_本文の抜粋_:
_ _ _

リバースモーゲージとは?ノンリコース型・団信のポイントと利用条件を徹底解説

  • 不動産の知識

初心者でもわかりやすく解説!

今回は、「リバースモーゲージ」の基礎知識について初心者の方向けに徹底解説していきます。

「リバースモーゲージを全然知らない」

「何となく名前は聞いたことがある」

「気になるけどリバースモーゲージの仕組みって複雑そう」

このような方は、ぜひ今回の記事を参考にしてみてください。

リバースモーゲージとは?仕組みと特徴をわかりやすく解説

まずは、リバースモーゲージの基本的な仕組みを理解しましょう。

リバースモーゲージとは、自宅を担保にしてローンを組み、その後借入人が死亡した際に担保となった自宅を処分して返済するローンの一種です。

「リバース(=逆)モーゲージ(抵当・抵当権)」の名の通り、一般的な住宅ローンとは逆の仕組みです。

_ _ _

輪郭注釈のレコード
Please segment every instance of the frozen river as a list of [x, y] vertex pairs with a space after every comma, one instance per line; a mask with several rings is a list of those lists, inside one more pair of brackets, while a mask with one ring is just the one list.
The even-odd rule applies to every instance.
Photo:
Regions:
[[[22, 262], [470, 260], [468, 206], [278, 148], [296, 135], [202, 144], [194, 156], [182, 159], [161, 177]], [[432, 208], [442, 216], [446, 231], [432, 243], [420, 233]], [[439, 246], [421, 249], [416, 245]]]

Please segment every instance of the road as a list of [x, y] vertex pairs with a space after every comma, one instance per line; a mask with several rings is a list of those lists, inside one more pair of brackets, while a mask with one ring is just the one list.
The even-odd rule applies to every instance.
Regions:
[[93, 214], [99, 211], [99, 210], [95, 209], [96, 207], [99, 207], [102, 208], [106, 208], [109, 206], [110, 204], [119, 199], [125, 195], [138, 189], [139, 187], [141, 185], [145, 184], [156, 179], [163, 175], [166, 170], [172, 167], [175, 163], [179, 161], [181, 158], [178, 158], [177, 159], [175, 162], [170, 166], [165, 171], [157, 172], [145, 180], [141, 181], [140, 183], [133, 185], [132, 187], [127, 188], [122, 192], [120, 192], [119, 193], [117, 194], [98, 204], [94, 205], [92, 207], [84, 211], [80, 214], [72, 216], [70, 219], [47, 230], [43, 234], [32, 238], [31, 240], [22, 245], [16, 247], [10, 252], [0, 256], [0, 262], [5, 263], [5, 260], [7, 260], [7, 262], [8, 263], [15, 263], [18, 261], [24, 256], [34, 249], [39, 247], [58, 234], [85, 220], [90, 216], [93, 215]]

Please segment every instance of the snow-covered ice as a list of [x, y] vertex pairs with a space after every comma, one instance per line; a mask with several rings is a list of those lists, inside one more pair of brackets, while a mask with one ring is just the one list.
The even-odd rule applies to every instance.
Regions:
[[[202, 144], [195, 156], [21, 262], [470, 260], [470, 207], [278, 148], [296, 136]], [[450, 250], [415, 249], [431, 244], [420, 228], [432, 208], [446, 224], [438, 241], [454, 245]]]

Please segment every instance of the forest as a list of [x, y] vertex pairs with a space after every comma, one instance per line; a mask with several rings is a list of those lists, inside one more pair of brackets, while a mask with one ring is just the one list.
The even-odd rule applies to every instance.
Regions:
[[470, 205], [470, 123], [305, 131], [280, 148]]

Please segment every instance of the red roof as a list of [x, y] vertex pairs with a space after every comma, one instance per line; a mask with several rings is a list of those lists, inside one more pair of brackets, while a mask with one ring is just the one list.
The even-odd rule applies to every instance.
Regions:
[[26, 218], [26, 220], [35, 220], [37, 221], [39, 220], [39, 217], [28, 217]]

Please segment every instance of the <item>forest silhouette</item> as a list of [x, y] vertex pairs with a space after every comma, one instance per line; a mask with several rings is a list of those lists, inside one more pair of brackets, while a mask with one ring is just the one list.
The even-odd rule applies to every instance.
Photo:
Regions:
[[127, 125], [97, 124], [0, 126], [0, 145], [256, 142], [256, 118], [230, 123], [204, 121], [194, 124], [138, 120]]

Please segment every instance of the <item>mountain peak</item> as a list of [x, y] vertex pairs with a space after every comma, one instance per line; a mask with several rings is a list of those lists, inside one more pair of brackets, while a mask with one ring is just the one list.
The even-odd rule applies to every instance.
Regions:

_ _ _

_実施する作業_:
(a) リバースモーゲージの解説文のうち、「リバースモーゲージとは?仕組みと特徴をわかりやすく解説」を含む箇所から始め、「宅ローンとは逆の仕組みです。」の後で終わる部分をそのまま再掲してください。
(b) リバースモーゲージの解説文をもとに、次の問いに答えてください。
(i) この記事は、どのような読者に向けて解説していると述べていますか。
(ii) リバースモーゲージでは、借入人が死亡した際にどのような方法で返済しますか。
(iii) 「モーゲージ」という語は、どのような意味だと示されていますか。
(c) リバースモーゲージの解説文の最後の文を受けて、その続きを書き継いでください。

_演習の結果_:
(a)
リバースモーゲージとは?仕組みと特徴をわかりやすく解説

まずは、リバースモーゲージの基本的な仕組みを理解しましょう。

リバースモーゲージとは、自宅を担保にしてローンを組み、その後借入人が死亡した際に担保となった自宅を処分して返済するローンの一種です。

「リバース(=逆)モーゲージ(抵当・抵当権)」の名の通り、一般的な住宅ローンとは逆の仕組みです。

(b)
(i) 初心者の方に向けて解説しています。
(ii) 担保となった自宅を処分して返済します。
(iii) 抵当・抵当権という意味だと示されています。

(c)
一般的な住宅ローンは、融資額を一括で受け取り毎月返済していき、最終的にはローンの残債がなくなっていきます。

しかし、リバースモーゲージでは、毎月または一括で借り入れた融資額を借入人の死亡後にまとめて返済します。

リバースモーゲージは金融機関の他にも、各都道府県の社会福祉協議会が取り扱っています。

どことローンを組むかによって、借入金の使用用途・限度額・対象物件などが異なります。

リバースモーゲージを利用するための条件【対象者と物件】

では、実際はどのような条件・制限があるのでしょうか?

金融機関によって詳細は異なりますが、一般的な条件をお伝えします。

リバースモーゲージの対象者【年齢制限と必要条件】

  • 年齢:55歳〜80歳まで
    正確な上限・下限は金融機関によって異なります。また、借入人だけでなく配偶者にも年齢制限が設けられることがあります。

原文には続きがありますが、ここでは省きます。